* EXERCISE TASK: Reproduce the listing below exactly. Pictures do not belong in the copy.

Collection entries

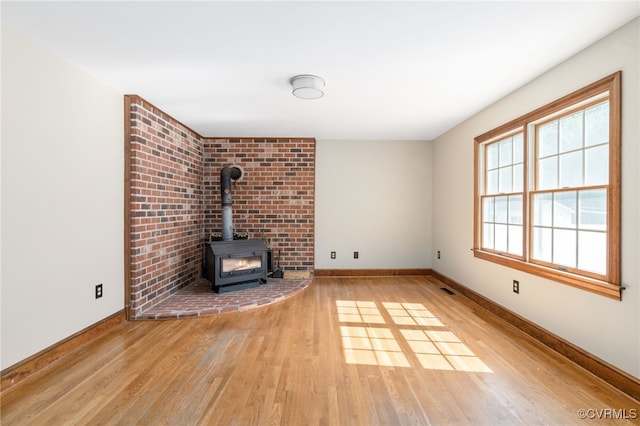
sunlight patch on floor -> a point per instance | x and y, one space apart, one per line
374 345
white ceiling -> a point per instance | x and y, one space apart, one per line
394 70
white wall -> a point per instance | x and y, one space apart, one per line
62 199
607 328
373 197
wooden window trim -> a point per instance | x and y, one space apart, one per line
611 286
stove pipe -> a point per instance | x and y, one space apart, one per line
228 173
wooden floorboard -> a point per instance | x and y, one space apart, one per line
346 351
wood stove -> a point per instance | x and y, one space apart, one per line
236 264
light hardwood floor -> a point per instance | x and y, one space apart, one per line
347 351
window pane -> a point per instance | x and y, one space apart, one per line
592 255
593 210
564 247
492 182
596 122
548 139
515 209
564 210
488 212
487 235
518 171
596 163
501 209
542 209
506 158
518 147
506 180
548 173
515 240
542 244
501 237
492 156
571 132
571 170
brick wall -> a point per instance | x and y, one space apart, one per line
166 210
174 200
273 200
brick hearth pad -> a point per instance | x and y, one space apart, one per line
198 300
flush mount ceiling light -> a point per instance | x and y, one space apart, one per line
307 86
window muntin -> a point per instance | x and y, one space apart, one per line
502 206
549 203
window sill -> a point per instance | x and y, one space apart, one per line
602 288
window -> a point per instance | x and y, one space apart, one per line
548 190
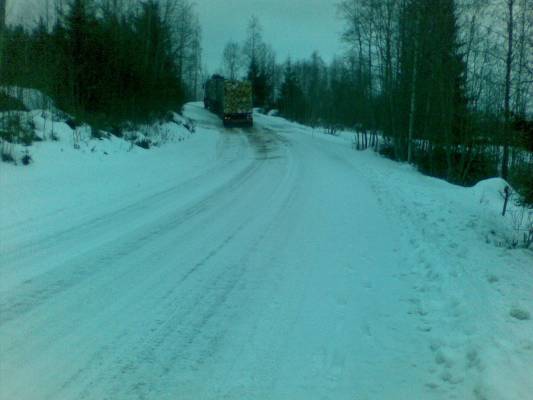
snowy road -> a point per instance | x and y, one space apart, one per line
279 272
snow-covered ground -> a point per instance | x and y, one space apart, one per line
272 263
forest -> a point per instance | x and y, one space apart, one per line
445 85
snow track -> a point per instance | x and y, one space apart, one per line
281 271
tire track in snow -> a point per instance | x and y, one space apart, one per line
30 293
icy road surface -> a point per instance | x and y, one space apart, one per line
287 267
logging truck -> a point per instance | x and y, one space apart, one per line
229 99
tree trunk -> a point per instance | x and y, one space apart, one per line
412 106
507 95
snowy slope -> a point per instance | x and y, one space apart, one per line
272 263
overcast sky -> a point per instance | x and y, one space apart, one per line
292 27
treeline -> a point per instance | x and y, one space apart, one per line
106 62
446 84
254 60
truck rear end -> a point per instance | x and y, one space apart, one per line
237 103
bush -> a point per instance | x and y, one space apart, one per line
15 131
144 143
26 159
8 103
98 134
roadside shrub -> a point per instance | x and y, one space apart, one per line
26 159
15 130
6 152
98 134
144 143
8 103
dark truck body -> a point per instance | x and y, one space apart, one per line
230 99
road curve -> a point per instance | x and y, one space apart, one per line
259 279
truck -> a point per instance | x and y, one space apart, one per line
230 99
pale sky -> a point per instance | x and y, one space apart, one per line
292 27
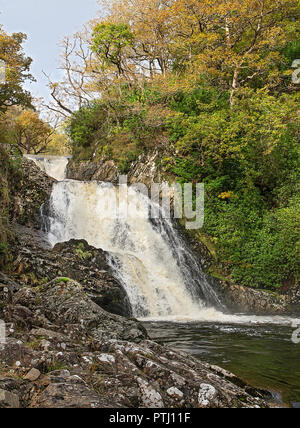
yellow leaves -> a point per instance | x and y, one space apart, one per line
227 195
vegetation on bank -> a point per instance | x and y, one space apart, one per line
209 86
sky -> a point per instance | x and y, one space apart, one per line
45 22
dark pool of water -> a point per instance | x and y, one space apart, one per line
262 355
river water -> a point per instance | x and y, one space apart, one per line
166 286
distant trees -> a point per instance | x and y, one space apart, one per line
31 134
17 71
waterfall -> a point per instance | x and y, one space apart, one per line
54 166
161 277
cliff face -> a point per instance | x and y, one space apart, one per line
65 349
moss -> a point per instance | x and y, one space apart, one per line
81 253
62 280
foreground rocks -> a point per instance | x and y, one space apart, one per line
28 196
36 263
64 351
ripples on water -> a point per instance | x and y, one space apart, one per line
262 355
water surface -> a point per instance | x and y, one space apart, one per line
262 355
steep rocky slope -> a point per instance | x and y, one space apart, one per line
63 349
237 298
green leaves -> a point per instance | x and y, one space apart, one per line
109 41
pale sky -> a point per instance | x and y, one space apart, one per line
45 22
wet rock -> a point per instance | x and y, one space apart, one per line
64 302
150 397
66 391
33 375
33 190
9 400
37 263
207 394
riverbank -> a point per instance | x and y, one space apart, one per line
64 350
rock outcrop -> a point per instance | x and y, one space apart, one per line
36 263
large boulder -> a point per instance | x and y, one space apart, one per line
36 263
84 357
29 195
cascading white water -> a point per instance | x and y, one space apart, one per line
161 277
158 283
54 166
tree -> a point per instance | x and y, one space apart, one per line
17 67
31 134
110 42
236 43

* RESULT:
sunlight patch on floor -> a point per instance | x and y, one space apart, one per line
374 345
white ceiling -> a point per instance | x and y, one space apart, one per line
394 70
white wall -> a point per instance | x and y, one space apart, one per line
62 199
607 328
373 197
wooden window trim -> a point per instance | x and y, one space apart, one per line
611 286
stove pipe -> a point per instance | x and y, one space apart, one per line
228 173
wooden floorboard -> a point per instance | x and y, one space apart, one per line
346 351
wood stove -> a point per instance | x and y, one space apart, one per line
236 264
light hardwood floor -> a point per instance | x and y, one space apart, one per line
347 351
window pane -> a point per instance | x and y, one space apart, one per line
592 255
593 210
564 247
492 182
596 122
548 139
515 209
564 210
488 212
487 235
518 171
596 163
501 209
542 209
506 158
518 147
506 180
548 173
515 240
542 244
501 237
492 156
571 132
571 170
brick wall -> a point per instance | x and y, one space apart, one per line
166 210
174 200
273 200
brick hearth pad -> a point per instance | x and y, one space apart, one per line
198 300
flush mount ceiling light -> a point per instance | x and y, one space apart, one per line
307 86
window muntin -> a point per instance | x and y, one space apart, one per line
502 206
549 203
window sill -> a point per instance | x and y, one space apart, one per line
602 288
window -> a point per instance | x and y, one space apart, one per line
548 190
snowy road -> a point per instance | x and y, one space apart, one per line
279 272
snow-covered ground -> a point per instance | x and y, one space apart, one per line
272 263
forest -> a point per instance | x and y, one space apart, one per line
445 85
snow track -> a point per instance | x and y, one space apart, one per line
281 271
tire track in snow -> a point per instance | x and y, one space apart, one per line
30 293
icy road surface -> a point per instance | x and y, one space apart, one per line
287 267
logging truck -> a point per instance | x and y, one space apart, one per line
229 99
tree trunk -> a point per instance | x and y, one space apart, one per line
412 106
507 95
snowy slope -> a point per instance | x and y, one space apart, one per line
272 263
overcast sky -> a point per instance | x and y, one space apart, one per line
292 27
treeline -> a point per instance | x and y, one space apart, one per line
106 62
446 84
254 60
truck rear end -> a point per instance | x and y, one space apart, one per line
237 103
bush -> a point per instance | x and y, one space apart, one per line
15 131
144 143
26 159
8 103
98 134
roadside shrub -> a point per instance | x and y, one space apart, one per line
26 159
15 130
6 152
98 134
144 143
8 103
dark truck body -> a point per instance | x and y, one space apart, one per line
230 99
road curve -> a point per instance | x and y, one space apart, one per line
259 279
truck -> a point per instance | x and y, one space apart, one per line
230 99
pale sky -> a point per instance | x and y, one space apart, one per line
292 27
yellow leaves -> a point per instance | x and y, one space apart, one per line
227 195
vegetation on bank -> a point per instance | x and y, one space apart, one per line
209 86
sky -> a point per instance | x and y, one space apart, one per line
45 22
dark pool of water -> a point per instance | x and y, one space apart, one per line
262 355
river water -> a point per instance | x and y, one space apart, one per line
166 286
distant trees -> a point per instance | x and y, one space apart, one per line
31 134
17 71
waterfall -> a point per instance | x and y, one space apart, one per line
54 166
161 277
cliff face -> a point per instance | x and y, one space apart, one per line
65 349
moss -> a point per instance | x and y, one space apart, one per line
81 253
62 280
foreground rocks -> a point per instance | x and y, one space apart, one per line
28 196
36 263
64 351
ripples on water -> a point per instance | x and y, one space apart, one per line
262 355
water surface -> a point per instance | x and y, one space apart, one per line
262 355
steep rocky slope -> a point per instance | x and y, one space apart, one per line
63 349
237 298
green leaves -> a point per instance | x and y, one space apart, one per line
109 41
pale sky -> a point per instance | x and y, one space apart, one per line
45 22
wet rock -> a point per instance | x and y, one space apart, one per line
64 302
150 397
66 391
33 375
33 190
9 400
37 263
207 394
riverbank -> a point per instance | x and y, one space apart, one per line
64 350
rock outcrop -> a point per instance | x and y, one space apart, one per line
36 263
large boulder -> a point per instance | x and y, one space apart, one per line
36 263
84 357
29 195
cascading white water -> a point per instance | x and y, one space apart, one per line
161 277
158 283
54 166
tree -> a point per instance | x and y, one space apart, one per line
17 67
31 134
110 42
236 43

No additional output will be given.